▶ **Description of the task**
Render the lines as a Markdown table with the columns Number and Line, omitting any blank lines. Begin at the line that contains "point_to MUST indicate the white" and stop after the final line.

-- Exercise input start --

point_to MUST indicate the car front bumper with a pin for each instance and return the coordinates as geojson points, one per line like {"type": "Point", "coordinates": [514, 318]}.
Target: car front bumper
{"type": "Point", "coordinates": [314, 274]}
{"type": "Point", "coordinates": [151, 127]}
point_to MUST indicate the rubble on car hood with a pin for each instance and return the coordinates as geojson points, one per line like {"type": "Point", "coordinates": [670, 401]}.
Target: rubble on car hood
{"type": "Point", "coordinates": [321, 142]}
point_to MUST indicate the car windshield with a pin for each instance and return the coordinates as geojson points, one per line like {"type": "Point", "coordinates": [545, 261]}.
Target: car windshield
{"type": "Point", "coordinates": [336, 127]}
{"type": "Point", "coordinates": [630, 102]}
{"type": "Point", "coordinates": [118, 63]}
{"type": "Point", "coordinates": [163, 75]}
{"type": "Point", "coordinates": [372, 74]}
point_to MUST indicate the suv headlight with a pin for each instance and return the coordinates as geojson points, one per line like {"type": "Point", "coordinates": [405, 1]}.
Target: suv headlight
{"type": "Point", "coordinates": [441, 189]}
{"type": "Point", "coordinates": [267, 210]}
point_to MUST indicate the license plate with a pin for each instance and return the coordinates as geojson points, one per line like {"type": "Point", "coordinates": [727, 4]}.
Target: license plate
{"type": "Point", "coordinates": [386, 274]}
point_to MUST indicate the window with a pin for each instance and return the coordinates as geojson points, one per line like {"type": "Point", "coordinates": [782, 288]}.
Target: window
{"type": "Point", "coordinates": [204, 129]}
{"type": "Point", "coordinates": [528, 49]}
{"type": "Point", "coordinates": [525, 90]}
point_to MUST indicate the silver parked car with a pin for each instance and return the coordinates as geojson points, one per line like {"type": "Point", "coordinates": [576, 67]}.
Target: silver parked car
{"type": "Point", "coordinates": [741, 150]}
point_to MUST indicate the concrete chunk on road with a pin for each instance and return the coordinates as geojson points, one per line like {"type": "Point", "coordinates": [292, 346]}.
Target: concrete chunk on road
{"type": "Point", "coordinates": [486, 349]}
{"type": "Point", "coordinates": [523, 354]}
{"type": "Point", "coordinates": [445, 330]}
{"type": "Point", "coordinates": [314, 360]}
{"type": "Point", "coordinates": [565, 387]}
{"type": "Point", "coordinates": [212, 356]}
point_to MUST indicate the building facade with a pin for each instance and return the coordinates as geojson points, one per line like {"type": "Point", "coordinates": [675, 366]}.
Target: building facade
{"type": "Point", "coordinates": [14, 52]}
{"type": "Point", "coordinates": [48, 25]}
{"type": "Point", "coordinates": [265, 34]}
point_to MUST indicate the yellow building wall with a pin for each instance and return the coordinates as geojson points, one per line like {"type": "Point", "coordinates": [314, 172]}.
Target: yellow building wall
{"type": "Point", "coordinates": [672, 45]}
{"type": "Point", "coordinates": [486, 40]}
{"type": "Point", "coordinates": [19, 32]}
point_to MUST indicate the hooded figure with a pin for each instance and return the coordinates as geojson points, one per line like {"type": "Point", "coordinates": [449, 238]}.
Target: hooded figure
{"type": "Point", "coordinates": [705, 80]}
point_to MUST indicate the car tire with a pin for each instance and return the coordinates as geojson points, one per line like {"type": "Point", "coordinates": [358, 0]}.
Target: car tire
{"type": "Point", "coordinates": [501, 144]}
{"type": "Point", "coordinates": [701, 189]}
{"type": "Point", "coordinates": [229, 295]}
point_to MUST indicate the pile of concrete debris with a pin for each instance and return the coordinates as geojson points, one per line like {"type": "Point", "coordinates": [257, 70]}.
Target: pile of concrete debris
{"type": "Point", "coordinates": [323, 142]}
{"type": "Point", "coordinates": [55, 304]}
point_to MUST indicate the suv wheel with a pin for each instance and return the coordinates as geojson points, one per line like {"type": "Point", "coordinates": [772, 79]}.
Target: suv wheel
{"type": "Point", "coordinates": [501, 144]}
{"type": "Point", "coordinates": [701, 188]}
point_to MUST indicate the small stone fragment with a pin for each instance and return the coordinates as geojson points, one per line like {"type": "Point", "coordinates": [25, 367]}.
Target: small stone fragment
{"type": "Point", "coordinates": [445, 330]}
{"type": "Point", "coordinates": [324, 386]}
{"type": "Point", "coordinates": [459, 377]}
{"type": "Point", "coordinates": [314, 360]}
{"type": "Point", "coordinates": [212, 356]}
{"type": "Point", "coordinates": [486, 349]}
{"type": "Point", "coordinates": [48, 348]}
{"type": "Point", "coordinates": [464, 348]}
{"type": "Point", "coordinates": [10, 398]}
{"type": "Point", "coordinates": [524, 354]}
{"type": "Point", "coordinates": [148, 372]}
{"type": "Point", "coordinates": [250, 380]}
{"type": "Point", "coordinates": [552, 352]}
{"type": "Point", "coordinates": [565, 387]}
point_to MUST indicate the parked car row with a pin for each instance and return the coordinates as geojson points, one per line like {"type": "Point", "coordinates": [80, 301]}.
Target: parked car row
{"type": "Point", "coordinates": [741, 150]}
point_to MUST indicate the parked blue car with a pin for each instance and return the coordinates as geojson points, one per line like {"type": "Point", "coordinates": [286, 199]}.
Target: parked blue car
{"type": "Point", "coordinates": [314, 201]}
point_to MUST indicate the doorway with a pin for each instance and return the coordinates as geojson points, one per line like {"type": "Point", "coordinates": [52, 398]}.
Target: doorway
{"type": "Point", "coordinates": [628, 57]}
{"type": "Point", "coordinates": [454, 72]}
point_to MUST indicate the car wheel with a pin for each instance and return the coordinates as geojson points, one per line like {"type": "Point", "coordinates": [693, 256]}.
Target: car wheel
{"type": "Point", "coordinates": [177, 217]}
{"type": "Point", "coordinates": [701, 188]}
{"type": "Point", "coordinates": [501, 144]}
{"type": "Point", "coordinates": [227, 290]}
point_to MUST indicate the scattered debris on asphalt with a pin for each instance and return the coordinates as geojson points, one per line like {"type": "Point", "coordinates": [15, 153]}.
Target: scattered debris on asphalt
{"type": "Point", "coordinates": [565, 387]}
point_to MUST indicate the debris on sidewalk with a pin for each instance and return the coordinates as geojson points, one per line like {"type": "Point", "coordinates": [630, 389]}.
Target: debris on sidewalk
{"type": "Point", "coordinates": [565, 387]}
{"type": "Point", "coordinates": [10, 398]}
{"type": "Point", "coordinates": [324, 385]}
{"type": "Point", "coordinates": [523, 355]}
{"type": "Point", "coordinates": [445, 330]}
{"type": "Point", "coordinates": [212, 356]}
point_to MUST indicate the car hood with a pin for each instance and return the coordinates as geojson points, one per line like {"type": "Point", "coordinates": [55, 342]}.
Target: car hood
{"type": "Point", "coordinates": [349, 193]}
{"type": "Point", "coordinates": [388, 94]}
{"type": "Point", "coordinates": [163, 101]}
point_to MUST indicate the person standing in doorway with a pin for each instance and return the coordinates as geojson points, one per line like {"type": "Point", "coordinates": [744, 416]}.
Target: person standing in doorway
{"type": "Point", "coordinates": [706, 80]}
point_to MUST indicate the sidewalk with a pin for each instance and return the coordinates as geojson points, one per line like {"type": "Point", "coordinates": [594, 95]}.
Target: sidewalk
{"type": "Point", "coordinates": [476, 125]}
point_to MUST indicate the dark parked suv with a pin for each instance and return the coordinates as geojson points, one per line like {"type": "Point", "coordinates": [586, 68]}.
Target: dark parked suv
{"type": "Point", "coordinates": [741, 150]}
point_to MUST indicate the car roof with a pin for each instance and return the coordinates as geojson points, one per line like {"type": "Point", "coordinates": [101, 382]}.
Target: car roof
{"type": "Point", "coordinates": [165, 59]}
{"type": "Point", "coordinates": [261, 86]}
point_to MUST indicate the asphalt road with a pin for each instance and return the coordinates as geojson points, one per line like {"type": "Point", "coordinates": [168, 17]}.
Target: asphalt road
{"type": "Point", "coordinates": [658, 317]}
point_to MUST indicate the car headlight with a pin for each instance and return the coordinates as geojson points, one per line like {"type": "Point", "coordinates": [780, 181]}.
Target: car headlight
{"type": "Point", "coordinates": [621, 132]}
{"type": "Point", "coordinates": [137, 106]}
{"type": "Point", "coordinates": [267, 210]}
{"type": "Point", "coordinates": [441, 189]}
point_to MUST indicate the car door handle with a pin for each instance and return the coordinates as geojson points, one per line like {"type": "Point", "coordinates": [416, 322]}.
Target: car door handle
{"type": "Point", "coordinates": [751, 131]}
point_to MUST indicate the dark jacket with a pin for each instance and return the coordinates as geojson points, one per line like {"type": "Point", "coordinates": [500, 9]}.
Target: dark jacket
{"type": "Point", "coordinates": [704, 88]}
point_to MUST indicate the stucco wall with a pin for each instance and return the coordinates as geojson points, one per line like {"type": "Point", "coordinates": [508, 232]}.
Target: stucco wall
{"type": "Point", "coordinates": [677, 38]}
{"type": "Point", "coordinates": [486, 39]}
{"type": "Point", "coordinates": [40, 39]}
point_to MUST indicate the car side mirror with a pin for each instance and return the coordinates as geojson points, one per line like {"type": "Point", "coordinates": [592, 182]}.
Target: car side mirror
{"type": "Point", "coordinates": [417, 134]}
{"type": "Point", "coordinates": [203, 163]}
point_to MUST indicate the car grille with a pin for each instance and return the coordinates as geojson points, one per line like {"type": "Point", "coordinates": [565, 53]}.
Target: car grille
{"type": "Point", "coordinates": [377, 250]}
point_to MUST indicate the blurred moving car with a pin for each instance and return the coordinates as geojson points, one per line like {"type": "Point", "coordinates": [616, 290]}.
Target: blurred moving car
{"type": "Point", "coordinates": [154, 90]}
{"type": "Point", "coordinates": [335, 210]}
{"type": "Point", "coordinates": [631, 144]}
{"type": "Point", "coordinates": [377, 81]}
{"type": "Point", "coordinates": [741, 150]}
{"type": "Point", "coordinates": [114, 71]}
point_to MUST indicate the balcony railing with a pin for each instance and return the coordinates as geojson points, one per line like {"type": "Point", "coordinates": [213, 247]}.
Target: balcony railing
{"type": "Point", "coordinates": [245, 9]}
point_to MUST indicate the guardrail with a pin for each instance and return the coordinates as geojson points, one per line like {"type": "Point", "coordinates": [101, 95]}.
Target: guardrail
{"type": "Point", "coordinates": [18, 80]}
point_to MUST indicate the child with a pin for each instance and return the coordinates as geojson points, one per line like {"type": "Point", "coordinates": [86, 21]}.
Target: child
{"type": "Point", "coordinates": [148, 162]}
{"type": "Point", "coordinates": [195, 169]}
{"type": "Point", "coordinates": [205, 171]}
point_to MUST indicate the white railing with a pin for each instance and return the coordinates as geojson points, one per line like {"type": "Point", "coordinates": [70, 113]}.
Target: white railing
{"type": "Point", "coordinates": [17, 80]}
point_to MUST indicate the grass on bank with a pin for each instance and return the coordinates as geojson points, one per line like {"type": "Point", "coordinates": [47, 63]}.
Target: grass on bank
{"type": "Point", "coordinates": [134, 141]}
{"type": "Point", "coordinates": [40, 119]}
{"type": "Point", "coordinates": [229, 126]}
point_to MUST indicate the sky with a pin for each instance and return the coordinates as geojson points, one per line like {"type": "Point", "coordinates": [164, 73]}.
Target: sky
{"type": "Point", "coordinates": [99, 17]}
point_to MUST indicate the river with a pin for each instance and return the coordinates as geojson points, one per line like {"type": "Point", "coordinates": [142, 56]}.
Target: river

-- Exercise input end --

▶ **Solution for this problem**
| Number | Line |
|---|---|
| 1 | point_to MUST indicate the white railing with a pin for each instance and return the coordinates as geojson points, one per line like {"type": "Point", "coordinates": [70, 113]}. |
| 2 | Target: white railing |
| 3 | {"type": "Point", "coordinates": [17, 80]} |
| 4 | point_to MUST indicate the grass on bank with a pin for each instance and return the coordinates as geojson points, one per line like {"type": "Point", "coordinates": [47, 63]}. |
| 5 | Target: grass on bank |
| 6 | {"type": "Point", "coordinates": [134, 141]} |
| 7 | {"type": "Point", "coordinates": [40, 119]} |
| 8 | {"type": "Point", "coordinates": [229, 126]} |
| 9 | point_to MUST indicate the sky with a pin for each instance and return the coordinates as geojson points, one per line like {"type": "Point", "coordinates": [164, 73]}. |
| 10 | Target: sky |
| 11 | {"type": "Point", "coordinates": [99, 17]} |
| 12 | point_to MUST indicate the river with a pin for each instance and return the coordinates as geojson points, one per line like {"type": "Point", "coordinates": [142, 56]}. |
| 13 | Target: river |